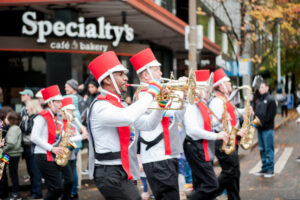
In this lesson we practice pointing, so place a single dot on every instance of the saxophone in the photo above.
(4, 158)
(250, 126)
(228, 147)
(66, 145)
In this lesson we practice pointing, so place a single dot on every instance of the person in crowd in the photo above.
(69, 171)
(4, 182)
(14, 149)
(128, 100)
(284, 104)
(33, 108)
(26, 95)
(92, 91)
(161, 147)
(199, 144)
(46, 135)
(39, 96)
(298, 122)
(71, 88)
(229, 178)
(266, 111)
(110, 154)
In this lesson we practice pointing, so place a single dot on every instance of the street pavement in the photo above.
(285, 184)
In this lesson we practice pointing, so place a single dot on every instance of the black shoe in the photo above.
(260, 173)
(74, 196)
(269, 174)
(33, 196)
(14, 196)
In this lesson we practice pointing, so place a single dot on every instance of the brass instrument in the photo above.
(228, 147)
(173, 86)
(65, 144)
(208, 87)
(250, 126)
(4, 158)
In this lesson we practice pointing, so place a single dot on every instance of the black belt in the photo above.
(189, 139)
(153, 142)
(108, 156)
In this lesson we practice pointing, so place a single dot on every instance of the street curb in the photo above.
(292, 116)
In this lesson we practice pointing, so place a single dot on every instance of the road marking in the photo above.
(279, 165)
(258, 166)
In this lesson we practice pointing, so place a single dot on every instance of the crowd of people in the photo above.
(128, 141)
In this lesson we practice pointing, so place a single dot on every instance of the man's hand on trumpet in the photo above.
(84, 133)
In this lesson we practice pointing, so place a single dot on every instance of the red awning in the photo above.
(150, 21)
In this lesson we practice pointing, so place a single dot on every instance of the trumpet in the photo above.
(174, 87)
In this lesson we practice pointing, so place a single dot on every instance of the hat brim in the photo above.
(224, 79)
(153, 63)
(117, 68)
(69, 107)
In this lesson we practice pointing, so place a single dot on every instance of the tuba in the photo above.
(250, 126)
(4, 158)
(67, 146)
(228, 147)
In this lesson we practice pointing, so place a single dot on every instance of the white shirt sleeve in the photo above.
(40, 124)
(179, 114)
(194, 124)
(240, 112)
(112, 116)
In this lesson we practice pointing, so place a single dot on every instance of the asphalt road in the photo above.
(284, 186)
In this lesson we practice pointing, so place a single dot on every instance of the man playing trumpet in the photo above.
(161, 147)
(199, 144)
(229, 178)
(109, 128)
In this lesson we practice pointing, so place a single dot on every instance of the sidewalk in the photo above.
(88, 190)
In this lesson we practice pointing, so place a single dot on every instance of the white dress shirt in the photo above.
(157, 152)
(39, 135)
(105, 118)
(194, 124)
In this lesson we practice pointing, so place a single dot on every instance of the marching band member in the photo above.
(68, 171)
(109, 128)
(46, 135)
(229, 178)
(161, 147)
(199, 147)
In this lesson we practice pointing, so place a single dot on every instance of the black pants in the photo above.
(284, 111)
(205, 182)
(4, 184)
(229, 178)
(51, 172)
(163, 178)
(68, 176)
(13, 172)
(112, 181)
(35, 176)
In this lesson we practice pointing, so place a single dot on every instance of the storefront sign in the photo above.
(68, 46)
(99, 30)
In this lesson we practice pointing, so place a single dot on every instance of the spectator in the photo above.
(71, 88)
(26, 95)
(3, 182)
(93, 91)
(13, 148)
(39, 96)
(266, 110)
(284, 103)
(128, 100)
(298, 122)
(33, 108)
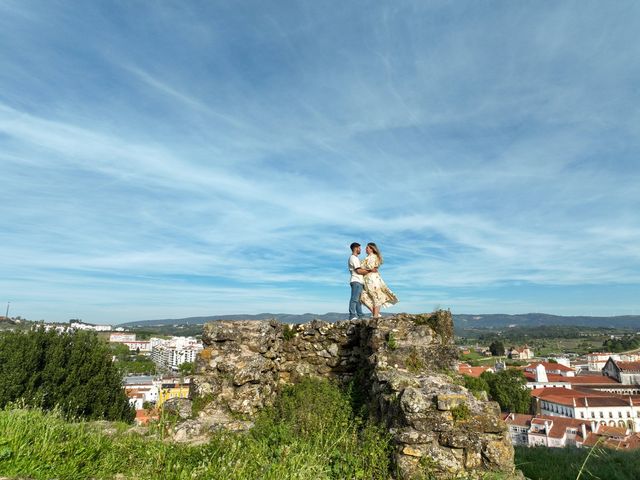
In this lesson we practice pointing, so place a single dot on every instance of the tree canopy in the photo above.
(70, 371)
(508, 389)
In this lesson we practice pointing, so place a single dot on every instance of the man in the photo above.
(356, 281)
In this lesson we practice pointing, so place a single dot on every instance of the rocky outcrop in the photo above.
(404, 363)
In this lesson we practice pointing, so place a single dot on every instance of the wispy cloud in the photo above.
(215, 159)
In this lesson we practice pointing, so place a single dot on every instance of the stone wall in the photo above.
(404, 362)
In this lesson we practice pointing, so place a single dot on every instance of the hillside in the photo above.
(462, 321)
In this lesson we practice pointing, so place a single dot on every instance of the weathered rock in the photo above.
(410, 390)
(447, 401)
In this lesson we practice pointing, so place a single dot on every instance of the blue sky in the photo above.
(169, 159)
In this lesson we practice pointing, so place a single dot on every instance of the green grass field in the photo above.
(311, 433)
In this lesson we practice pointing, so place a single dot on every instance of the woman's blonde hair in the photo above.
(376, 250)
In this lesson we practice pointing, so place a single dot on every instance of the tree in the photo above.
(187, 368)
(476, 384)
(497, 348)
(72, 371)
(508, 388)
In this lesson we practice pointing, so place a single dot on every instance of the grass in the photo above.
(310, 433)
(541, 463)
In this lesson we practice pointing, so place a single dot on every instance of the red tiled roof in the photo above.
(609, 431)
(549, 366)
(520, 419)
(594, 398)
(628, 366)
(577, 380)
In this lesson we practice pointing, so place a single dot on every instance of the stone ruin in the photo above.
(405, 363)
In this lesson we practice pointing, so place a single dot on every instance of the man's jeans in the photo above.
(355, 307)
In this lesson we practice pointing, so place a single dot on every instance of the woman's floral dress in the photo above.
(375, 293)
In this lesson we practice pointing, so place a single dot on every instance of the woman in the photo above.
(376, 294)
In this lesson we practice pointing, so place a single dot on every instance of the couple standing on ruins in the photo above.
(367, 285)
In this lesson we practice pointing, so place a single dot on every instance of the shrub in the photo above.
(392, 343)
(460, 412)
(309, 433)
(70, 371)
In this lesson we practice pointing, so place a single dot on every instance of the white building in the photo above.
(524, 353)
(627, 373)
(78, 325)
(122, 337)
(170, 354)
(597, 407)
(141, 389)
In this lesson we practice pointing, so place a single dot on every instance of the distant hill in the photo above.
(500, 320)
(281, 317)
(462, 321)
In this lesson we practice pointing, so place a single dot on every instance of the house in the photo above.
(172, 390)
(627, 373)
(596, 361)
(524, 353)
(552, 431)
(545, 430)
(601, 408)
(466, 369)
(143, 416)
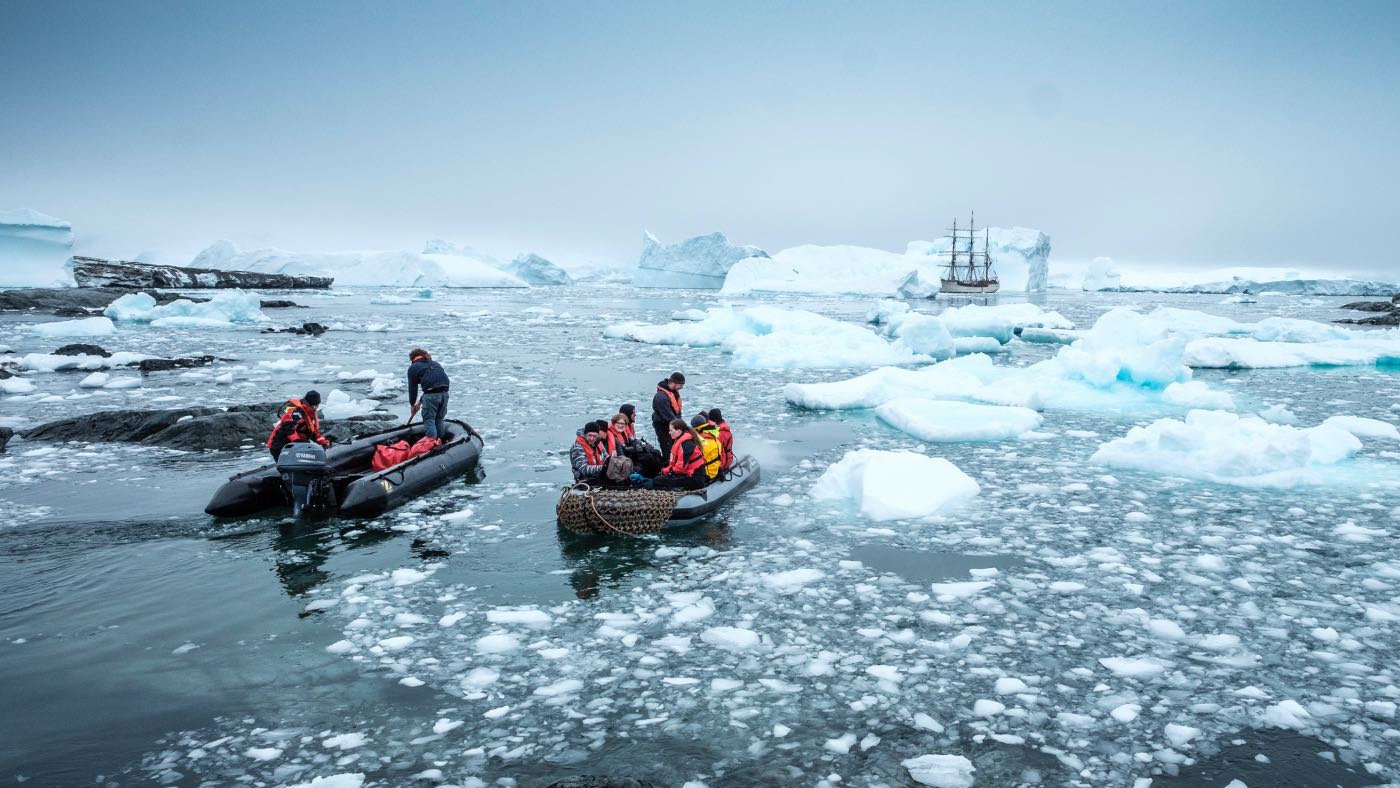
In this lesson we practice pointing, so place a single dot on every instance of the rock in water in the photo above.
(80, 349)
(34, 248)
(93, 272)
(700, 262)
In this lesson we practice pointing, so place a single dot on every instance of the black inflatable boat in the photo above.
(695, 505)
(339, 480)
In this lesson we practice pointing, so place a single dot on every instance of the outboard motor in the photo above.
(307, 477)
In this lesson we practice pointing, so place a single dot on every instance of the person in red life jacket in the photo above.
(630, 412)
(686, 468)
(297, 423)
(725, 438)
(665, 407)
(588, 455)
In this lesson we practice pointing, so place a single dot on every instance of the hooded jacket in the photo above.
(588, 462)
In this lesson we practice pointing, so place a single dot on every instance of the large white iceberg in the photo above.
(1106, 275)
(361, 269)
(1231, 449)
(34, 249)
(774, 338)
(895, 484)
(227, 307)
(700, 262)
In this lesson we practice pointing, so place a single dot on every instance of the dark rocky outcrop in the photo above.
(189, 428)
(81, 349)
(307, 329)
(163, 364)
(93, 272)
(1389, 312)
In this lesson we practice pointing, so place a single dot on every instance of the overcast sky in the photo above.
(1260, 133)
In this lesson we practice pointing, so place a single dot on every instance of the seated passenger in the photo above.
(725, 438)
(588, 455)
(297, 423)
(686, 466)
(709, 444)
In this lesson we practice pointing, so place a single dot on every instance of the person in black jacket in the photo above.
(429, 374)
(665, 407)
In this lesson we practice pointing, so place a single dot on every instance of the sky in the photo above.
(1168, 133)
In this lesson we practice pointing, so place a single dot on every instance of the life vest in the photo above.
(727, 444)
(594, 454)
(674, 398)
(710, 449)
(297, 423)
(686, 456)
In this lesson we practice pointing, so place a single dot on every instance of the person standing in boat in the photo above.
(665, 407)
(297, 423)
(429, 374)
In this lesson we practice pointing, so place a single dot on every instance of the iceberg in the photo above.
(84, 326)
(34, 249)
(948, 420)
(895, 484)
(361, 269)
(700, 262)
(1222, 447)
(227, 307)
(773, 338)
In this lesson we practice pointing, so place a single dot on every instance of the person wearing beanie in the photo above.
(297, 423)
(429, 374)
(665, 407)
(588, 455)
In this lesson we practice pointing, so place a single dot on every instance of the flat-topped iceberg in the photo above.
(34, 249)
(1231, 449)
(900, 484)
(700, 262)
(361, 269)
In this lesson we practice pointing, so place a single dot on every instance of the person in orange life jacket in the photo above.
(588, 455)
(686, 468)
(424, 371)
(665, 407)
(297, 423)
(725, 438)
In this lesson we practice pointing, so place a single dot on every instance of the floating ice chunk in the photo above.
(731, 638)
(1179, 735)
(479, 678)
(1287, 714)
(535, 619)
(1133, 668)
(895, 484)
(941, 771)
(793, 580)
(959, 589)
(345, 780)
(1364, 427)
(1196, 394)
(1228, 448)
(83, 326)
(945, 420)
(345, 741)
(497, 644)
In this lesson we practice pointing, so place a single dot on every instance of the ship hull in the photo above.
(951, 286)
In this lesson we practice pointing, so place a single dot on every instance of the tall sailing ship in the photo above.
(969, 270)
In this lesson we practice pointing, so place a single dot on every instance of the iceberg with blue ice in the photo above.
(34, 249)
(226, 308)
(700, 262)
(363, 269)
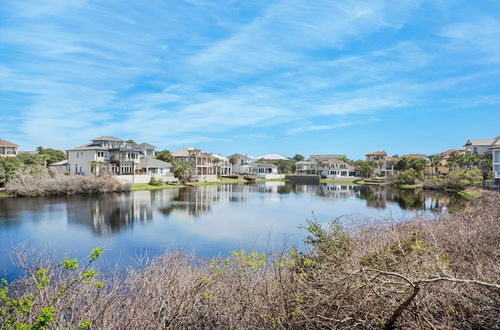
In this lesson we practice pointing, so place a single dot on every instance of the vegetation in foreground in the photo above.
(424, 273)
(37, 181)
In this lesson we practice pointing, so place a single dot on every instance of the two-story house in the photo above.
(308, 167)
(107, 154)
(8, 149)
(336, 168)
(384, 164)
(223, 165)
(202, 162)
(478, 146)
(495, 151)
(241, 160)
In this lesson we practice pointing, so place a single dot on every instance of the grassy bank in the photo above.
(422, 273)
(145, 186)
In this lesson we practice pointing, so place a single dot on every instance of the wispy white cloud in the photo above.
(193, 71)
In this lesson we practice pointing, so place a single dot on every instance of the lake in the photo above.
(207, 220)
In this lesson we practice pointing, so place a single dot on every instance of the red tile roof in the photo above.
(4, 143)
(416, 156)
(377, 153)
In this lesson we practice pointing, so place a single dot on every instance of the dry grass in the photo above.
(39, 182)
(425, 273)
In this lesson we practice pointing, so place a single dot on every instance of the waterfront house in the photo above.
(105, 154)
(271, 157)
(307, 167)
(8, 149)
(241, 160)
(495, 150)
(324, 158)
(478, 146)
(336, 168)
(223, 165)
(59, 167)
(203, 162)
(384, 164)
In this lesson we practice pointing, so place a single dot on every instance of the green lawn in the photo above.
(145, 186)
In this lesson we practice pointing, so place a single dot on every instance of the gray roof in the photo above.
(62, 162)
(272, 157)
(480, 142)
(240, 156)
(496, 143)
(145, 145)
(89, 146)
(151, 162)
(108, 138)
(183, 152)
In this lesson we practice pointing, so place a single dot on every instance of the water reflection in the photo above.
(208, 220)
(112, 213)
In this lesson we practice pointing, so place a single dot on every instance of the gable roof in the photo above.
(145, 145)
(62, 162)
(272, 157)
(241, 156)
(153, 162)
(5, 143)
(496, 143)
(415, 156)
(184, 152)
(479, 142)
(108, 138)
(377, 153)
(89, 146)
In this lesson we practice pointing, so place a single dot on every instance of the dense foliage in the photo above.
(419, 274)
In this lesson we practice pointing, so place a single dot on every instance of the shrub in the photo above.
(36, 181)
(457, 180)
(423, 273)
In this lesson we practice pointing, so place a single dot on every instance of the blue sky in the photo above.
(251, 76)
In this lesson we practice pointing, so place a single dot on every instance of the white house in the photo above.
(59, 167)
(495, 150)
(272, 157)
(8, 149)
(106, 154)
(478, 146)
(129, 163)
(307, 167)
(223, 165)
(239, 167)
(336, 168)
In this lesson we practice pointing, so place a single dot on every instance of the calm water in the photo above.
(209, 220)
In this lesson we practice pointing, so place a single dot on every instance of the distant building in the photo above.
(8, 149)
(241, 160)
(336, 168)
(495, 150)
(384, 164)
(223, 165)
(272, 157)
(59, 167)
(324, 158)
(478, 146)
(114, 156)
(205, 169)
(309, 167)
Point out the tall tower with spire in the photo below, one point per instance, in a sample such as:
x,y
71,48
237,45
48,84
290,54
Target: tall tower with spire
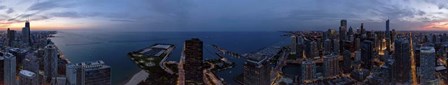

→ PROBLEM REQUIREMENTS: Check each line in the records above for the word "tower". Return those that have it.

→ FINISHED EXERCISE:
Point out the tall tower with spire in the photo below, one point per instance, in a sample such as:
Target: tall tower with spire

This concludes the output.